**Data supplied:**
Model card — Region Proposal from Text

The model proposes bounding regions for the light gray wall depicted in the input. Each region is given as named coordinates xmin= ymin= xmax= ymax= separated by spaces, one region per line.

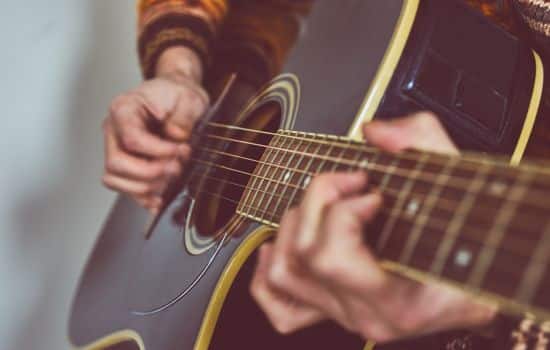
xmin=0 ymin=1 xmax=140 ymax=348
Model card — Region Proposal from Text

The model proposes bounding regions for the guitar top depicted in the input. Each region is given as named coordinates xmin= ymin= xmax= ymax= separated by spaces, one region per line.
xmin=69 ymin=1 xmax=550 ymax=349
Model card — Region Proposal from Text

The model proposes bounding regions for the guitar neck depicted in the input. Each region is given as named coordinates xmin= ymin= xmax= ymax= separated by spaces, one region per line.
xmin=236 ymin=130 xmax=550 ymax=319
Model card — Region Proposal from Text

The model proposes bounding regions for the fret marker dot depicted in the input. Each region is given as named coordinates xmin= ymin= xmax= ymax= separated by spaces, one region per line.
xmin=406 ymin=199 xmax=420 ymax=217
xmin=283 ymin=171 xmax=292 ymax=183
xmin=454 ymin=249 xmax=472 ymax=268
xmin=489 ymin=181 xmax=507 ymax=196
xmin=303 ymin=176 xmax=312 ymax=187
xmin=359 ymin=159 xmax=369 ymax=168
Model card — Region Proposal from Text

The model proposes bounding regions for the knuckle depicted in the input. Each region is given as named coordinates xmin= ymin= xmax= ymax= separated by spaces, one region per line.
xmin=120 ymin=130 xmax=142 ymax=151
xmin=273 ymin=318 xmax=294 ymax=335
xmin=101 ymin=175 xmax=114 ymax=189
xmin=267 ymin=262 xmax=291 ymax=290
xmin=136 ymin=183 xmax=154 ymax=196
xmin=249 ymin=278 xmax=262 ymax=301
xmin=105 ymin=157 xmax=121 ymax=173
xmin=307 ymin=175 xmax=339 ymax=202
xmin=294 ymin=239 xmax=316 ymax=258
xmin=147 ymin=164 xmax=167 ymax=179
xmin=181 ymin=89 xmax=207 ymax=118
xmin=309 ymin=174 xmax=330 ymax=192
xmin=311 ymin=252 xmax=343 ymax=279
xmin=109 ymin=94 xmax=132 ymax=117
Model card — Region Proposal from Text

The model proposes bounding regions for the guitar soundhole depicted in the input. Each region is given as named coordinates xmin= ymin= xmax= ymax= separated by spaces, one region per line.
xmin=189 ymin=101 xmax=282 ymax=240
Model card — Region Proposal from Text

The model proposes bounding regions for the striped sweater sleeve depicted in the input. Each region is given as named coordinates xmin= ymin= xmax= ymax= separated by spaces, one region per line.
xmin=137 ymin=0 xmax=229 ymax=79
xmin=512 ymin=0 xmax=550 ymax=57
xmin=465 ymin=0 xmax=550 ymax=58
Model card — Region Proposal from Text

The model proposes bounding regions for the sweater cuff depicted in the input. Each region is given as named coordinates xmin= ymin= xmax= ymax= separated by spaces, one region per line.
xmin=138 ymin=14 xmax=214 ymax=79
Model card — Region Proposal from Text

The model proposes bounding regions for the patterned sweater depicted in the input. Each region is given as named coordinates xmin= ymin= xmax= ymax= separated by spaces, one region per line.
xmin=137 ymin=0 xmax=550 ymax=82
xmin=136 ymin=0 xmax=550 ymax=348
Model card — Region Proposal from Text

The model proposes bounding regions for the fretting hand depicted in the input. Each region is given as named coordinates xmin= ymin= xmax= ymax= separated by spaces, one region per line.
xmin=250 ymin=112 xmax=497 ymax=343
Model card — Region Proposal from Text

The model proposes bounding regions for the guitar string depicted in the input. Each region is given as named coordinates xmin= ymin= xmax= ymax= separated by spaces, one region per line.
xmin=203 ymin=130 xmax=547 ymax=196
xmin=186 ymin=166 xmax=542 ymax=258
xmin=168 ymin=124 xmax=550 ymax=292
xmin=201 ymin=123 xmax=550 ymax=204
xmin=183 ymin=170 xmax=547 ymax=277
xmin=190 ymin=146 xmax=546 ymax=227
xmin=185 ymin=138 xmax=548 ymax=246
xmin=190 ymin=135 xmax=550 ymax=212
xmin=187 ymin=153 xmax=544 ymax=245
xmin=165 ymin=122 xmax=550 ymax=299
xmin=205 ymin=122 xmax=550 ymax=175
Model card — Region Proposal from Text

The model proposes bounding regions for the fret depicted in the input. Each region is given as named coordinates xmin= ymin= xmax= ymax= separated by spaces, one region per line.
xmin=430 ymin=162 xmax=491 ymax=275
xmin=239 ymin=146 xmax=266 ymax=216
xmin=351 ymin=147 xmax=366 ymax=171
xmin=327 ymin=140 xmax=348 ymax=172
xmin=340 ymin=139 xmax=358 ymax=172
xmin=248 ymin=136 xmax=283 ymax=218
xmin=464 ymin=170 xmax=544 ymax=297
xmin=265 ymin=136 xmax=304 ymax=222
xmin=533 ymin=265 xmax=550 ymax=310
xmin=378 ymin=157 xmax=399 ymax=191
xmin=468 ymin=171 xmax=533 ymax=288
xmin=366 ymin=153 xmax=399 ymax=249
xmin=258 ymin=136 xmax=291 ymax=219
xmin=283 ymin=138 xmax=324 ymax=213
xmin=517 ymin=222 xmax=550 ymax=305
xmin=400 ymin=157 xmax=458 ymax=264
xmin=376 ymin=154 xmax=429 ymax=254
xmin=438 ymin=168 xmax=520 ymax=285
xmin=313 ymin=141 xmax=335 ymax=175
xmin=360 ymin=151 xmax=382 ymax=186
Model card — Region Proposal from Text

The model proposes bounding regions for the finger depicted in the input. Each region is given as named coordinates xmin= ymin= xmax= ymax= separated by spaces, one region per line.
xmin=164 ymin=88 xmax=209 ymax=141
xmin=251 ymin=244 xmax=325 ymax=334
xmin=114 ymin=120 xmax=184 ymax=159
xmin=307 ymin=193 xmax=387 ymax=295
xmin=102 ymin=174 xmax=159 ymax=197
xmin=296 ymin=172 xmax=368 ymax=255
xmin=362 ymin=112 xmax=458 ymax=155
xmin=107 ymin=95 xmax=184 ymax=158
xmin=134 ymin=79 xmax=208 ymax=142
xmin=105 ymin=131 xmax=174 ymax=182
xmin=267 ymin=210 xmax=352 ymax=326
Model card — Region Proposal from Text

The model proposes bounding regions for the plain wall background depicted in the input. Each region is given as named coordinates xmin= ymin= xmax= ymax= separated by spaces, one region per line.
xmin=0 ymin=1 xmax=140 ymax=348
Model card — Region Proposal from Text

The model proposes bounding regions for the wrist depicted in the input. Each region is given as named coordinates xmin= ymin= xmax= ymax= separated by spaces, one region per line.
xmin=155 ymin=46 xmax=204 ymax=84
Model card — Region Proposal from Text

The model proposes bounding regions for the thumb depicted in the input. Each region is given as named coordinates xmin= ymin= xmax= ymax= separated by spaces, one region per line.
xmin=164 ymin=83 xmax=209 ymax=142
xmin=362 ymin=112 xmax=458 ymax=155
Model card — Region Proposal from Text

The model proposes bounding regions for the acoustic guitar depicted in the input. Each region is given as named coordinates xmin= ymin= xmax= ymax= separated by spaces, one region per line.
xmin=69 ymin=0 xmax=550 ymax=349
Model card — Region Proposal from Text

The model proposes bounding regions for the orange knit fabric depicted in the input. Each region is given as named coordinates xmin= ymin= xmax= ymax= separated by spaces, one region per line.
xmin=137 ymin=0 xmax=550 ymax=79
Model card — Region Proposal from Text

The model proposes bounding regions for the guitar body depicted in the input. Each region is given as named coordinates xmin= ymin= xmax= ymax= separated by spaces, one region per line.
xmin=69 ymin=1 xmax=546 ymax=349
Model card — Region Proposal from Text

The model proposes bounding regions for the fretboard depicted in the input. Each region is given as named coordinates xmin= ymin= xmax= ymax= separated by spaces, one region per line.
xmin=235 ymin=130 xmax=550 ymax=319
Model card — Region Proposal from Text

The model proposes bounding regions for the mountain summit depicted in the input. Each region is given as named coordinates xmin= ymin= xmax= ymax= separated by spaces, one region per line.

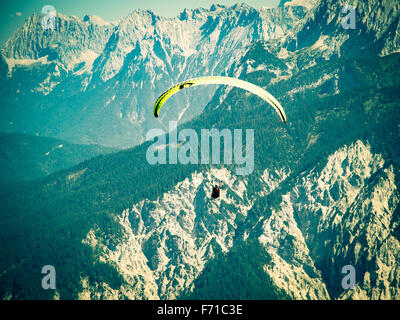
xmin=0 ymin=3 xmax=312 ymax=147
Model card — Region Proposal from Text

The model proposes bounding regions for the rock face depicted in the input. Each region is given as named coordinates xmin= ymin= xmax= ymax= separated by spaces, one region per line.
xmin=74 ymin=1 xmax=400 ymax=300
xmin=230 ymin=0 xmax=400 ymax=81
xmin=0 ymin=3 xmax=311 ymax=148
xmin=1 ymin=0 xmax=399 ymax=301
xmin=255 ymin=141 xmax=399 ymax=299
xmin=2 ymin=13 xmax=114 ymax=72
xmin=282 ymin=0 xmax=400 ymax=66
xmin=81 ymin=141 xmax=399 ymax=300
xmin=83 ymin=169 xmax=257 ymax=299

**Work to complete:** Transcribe exactly the span of lines that opens with the line holding "The model proposes bounding regions for the orange" and closes with the last line of the entries above. Omit pictures.

**Your response:**
The model proposes bounding regions for the orange knit fabric depicted in the input. Each region is given as named coordinates xmin= ymin= xmax= ymax= separated by spaces, one region per line.
xmin=137 ymin=0 xmax=550 ymax=79
Model card — Region Proposal from Text

The model proposes bounding regions for the guitar body depicted in the input. Each region is given as named coordinates xmin= ymin= xmax= ymax= separated by spaces, one region per line.
xmin=69 ymin=1 xmax=546 ymax=349
Model card — Region Proposal from Text

The model proposes bounding regions for the fretboard depicted in the input. Each region is given as named coordinates xmin= ymin= xmax= ymax= separated by spaces, one region per line.
xmin=235 ymin=130 xmax=550 ymax=319
Model card — Region Proposal from Text

The model proposes bounding regions for the mountain summit depicted in the input. Each region is given as named coordinates xmin= ymin= xmax= ymax= separated by spaces, one region per line.

xmin=0 ymin=3 xmax=312 ymax=147
Model card — Region Proposal from Text

The model proposes bounding regions for the rock face depicted in the input. Each region is given as named coordinates xmin= ymin= xmax= ymax= separated by spaces, one region per line.
xmin=74 ymin=1 xmax=400 ymax=300
xmin=230 ymin=0 xmax=400 ymax=81
xmin=0 ymin=3 xmax=311 ymax=148
xmin=1 ymin=0 xmax=399 ymax=301
xmin=255 ymin=141 xmax=399 ymax=299
xmin=2 ymin=13 xmax=114 ymax=72
xmin=282 ymin=0 xmax=400 ymax=66
xmin=81 ymin=141 xmax=399 ymax=300
xmin=83 ymin=169 xmax=257 ymax=299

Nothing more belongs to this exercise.